Problem details.
Scan the records for the line containing "mark: the storefront"; extract it and all later lines, verbatim, through the end, and nothing before it.

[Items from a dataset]
——
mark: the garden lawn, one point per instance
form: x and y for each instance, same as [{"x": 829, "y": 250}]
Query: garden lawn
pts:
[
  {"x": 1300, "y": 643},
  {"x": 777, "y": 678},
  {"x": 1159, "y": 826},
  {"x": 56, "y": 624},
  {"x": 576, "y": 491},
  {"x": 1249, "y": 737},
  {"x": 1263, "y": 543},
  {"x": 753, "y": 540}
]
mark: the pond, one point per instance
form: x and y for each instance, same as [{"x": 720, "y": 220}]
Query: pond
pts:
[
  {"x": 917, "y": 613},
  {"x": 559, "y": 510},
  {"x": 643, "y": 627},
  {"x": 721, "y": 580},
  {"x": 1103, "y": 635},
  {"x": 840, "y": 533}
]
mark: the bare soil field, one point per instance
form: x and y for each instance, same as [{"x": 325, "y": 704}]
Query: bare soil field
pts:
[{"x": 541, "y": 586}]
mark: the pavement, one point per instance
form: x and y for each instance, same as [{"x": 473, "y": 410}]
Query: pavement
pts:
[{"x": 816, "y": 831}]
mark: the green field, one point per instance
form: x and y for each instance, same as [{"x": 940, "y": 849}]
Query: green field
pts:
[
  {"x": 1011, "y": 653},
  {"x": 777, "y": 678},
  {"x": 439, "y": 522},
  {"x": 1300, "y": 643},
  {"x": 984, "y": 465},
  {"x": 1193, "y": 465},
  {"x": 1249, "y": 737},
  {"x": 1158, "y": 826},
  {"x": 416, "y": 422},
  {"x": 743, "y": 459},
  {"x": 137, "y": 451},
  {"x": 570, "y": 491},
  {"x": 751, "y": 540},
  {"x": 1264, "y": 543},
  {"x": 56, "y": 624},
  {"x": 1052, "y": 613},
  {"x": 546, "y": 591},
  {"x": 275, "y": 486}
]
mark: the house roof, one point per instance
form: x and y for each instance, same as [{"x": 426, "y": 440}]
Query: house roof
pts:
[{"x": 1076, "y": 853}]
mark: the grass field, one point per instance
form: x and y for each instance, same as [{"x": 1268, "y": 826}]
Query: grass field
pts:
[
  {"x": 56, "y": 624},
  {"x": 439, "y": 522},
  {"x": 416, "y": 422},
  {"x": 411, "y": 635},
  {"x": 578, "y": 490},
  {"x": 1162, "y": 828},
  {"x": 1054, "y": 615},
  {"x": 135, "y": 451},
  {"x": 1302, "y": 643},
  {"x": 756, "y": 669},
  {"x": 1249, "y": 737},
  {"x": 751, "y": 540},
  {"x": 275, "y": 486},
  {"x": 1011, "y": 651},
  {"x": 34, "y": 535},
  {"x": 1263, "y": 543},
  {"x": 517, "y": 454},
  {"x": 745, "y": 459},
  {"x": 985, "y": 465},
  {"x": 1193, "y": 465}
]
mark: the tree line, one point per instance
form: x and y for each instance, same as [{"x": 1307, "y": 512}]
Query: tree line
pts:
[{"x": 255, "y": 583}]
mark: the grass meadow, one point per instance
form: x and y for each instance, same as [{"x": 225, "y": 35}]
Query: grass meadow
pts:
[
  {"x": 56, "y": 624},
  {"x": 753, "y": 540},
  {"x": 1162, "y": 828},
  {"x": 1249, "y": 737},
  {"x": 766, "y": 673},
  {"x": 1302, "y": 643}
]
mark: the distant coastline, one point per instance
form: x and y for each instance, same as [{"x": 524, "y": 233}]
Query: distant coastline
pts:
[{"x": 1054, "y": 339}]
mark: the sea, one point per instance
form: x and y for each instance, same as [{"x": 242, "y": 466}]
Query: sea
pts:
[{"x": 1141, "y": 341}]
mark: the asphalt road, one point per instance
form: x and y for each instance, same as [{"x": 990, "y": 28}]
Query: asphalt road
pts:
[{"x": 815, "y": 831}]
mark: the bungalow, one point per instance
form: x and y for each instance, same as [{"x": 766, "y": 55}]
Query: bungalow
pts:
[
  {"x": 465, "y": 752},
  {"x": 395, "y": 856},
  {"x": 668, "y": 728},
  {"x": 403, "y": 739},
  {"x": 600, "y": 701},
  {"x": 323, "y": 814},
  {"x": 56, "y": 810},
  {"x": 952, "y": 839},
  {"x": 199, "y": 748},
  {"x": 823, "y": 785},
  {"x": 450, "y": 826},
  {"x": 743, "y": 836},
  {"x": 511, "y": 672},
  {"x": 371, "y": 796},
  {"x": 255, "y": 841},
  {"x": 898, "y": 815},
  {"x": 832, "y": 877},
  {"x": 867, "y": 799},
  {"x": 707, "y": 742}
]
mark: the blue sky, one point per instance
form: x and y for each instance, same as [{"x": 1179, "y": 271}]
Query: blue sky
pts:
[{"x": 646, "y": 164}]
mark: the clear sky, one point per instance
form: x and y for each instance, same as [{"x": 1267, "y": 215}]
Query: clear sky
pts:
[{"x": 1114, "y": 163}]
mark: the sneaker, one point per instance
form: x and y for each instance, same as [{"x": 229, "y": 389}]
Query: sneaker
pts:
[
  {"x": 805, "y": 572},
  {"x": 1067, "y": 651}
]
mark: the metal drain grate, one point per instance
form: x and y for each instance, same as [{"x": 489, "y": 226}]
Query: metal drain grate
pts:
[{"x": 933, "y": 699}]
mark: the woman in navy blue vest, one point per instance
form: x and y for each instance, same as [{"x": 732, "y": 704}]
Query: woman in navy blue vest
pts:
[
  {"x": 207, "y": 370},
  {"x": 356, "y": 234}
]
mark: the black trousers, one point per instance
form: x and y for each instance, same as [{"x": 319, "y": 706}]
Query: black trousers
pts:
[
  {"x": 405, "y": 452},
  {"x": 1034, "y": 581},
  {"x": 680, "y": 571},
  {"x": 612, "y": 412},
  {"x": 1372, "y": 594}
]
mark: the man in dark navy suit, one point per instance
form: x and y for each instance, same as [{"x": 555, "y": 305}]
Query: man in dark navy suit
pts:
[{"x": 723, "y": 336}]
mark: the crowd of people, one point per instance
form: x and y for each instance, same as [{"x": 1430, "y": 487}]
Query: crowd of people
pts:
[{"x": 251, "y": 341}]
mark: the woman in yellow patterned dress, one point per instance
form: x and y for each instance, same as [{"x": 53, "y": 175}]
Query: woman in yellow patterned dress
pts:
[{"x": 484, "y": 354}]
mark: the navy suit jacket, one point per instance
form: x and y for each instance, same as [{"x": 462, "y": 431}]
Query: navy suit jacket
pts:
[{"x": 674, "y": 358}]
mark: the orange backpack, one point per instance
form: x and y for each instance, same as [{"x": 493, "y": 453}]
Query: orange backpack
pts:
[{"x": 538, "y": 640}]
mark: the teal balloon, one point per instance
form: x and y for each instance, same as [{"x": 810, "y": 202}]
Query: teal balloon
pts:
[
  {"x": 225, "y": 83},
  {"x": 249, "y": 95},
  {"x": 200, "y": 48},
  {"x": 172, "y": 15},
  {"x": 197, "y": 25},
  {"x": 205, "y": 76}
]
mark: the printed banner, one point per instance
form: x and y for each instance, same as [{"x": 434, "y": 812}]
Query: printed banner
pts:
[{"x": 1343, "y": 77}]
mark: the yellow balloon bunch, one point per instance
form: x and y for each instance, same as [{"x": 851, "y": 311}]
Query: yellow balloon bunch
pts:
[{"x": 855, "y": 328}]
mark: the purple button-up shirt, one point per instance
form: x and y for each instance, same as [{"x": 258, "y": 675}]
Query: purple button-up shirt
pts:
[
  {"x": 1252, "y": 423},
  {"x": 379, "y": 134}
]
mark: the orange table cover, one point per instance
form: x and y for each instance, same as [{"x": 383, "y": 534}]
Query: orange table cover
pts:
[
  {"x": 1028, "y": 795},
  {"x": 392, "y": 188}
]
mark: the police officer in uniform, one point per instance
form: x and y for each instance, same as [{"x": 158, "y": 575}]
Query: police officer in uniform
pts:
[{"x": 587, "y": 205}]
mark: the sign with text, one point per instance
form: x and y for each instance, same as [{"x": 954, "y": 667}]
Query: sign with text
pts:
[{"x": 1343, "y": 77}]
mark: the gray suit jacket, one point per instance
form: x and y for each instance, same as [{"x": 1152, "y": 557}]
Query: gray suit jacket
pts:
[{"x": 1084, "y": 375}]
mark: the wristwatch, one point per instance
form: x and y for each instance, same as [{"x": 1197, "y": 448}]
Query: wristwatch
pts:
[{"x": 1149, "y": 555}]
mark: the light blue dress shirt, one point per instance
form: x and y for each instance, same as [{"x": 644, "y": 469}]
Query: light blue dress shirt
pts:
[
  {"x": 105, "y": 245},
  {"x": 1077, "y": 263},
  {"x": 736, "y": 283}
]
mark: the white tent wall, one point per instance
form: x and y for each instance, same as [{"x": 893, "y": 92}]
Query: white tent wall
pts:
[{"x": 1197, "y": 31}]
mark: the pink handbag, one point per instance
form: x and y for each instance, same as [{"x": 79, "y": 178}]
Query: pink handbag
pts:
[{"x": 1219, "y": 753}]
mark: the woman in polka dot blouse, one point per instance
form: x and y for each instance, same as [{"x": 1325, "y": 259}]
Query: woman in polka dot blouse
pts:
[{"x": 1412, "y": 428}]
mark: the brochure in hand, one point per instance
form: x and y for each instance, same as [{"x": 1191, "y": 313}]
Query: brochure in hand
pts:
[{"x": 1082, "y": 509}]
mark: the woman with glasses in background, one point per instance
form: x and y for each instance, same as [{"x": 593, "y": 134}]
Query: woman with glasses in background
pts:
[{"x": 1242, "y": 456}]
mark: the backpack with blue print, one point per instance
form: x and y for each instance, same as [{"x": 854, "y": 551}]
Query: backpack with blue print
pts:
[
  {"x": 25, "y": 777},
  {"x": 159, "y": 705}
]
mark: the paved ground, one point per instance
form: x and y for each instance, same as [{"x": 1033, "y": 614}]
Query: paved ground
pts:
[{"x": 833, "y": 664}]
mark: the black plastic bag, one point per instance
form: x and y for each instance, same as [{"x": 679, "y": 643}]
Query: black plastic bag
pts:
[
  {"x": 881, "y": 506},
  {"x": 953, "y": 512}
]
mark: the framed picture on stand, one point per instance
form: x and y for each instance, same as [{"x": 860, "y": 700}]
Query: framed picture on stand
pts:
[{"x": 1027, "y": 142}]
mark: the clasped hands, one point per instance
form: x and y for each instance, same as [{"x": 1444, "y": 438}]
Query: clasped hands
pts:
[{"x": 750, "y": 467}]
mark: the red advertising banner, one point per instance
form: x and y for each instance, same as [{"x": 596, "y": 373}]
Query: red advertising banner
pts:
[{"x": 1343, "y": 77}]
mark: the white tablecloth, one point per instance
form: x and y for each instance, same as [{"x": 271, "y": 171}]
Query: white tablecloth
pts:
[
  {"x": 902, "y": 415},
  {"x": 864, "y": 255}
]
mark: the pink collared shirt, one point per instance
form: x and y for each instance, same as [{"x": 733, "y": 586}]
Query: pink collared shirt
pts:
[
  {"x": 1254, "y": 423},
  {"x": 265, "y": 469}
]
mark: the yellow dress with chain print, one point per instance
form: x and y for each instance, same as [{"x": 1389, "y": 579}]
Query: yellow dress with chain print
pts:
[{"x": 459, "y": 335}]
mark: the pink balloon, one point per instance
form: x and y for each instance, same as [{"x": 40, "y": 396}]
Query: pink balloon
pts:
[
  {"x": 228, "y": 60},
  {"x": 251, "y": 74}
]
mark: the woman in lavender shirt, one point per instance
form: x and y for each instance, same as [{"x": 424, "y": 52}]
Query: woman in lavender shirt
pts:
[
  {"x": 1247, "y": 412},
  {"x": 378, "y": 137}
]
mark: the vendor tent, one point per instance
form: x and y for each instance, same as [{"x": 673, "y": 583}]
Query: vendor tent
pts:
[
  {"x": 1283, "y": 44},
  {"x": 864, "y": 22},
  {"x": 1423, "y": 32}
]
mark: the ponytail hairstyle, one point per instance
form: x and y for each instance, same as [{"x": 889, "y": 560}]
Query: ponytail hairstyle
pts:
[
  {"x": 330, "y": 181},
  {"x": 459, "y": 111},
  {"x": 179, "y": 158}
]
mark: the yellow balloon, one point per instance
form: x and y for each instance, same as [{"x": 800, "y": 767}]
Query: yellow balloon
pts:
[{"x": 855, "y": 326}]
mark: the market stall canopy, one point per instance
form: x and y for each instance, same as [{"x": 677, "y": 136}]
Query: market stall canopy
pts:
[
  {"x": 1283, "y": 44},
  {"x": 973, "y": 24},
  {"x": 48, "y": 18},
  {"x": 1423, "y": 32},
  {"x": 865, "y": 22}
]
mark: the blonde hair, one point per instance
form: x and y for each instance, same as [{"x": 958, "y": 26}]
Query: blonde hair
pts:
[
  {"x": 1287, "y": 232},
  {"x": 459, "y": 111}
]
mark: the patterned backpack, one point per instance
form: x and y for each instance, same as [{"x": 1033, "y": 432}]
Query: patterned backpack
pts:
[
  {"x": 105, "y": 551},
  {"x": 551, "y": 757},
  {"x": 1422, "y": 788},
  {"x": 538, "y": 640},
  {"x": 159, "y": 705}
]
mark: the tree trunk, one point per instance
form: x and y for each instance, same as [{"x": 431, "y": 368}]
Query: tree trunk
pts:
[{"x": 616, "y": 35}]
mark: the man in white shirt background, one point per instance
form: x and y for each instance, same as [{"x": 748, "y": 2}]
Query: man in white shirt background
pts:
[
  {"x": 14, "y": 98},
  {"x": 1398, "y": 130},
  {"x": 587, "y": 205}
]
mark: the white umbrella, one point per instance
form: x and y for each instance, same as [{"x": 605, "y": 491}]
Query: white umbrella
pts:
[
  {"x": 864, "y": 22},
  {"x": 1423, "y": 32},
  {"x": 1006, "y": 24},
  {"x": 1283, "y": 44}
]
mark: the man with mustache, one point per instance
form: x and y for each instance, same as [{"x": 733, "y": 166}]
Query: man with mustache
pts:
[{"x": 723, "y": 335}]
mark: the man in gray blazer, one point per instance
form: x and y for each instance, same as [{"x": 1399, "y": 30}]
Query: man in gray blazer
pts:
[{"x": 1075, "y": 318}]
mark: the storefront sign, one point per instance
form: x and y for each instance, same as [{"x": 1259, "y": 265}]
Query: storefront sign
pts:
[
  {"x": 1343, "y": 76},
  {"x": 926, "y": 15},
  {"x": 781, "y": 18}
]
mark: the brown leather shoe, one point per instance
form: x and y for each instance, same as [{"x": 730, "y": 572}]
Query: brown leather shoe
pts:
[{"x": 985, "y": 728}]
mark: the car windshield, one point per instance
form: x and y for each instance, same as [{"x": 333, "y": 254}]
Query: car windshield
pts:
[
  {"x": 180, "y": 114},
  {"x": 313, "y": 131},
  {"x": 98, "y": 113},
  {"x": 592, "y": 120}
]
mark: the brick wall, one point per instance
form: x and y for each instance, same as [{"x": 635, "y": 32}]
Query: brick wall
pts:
——
Result.
mark: the storefront sign, one point per instance
form: x and y for each instance, same as [{"x": 1259, "y": 265}]
Query: storefront sign
pts:
[
  {"x": 1343, "y": 76},
  {"x": 926, "y": 15},
  {"x": 781, "y": 18}
]
mark: the brown leather shoe, one point per instance
form: x and y for each instance, same as [{"x": 730, "y": 572}]
Query: brown leather shoe
pts:
[{"x": 985, "y": 728}]
mark: the car windshield, one point per instance
form: x and y for each instance, same as [{"x": 333, "y": 254}]
Query: car windshield
pts:
[
  {"x": 180, "y": 114},
  {"x": 313, "y": 131},
  {"x": 98, "y": 113},
  {"x": 592, "y": 120}
]
mark: the brick wall, one point per instance
form: x and y for each instance, same as [{"x": 635, "y": 32}]
Query: brick wall
pts:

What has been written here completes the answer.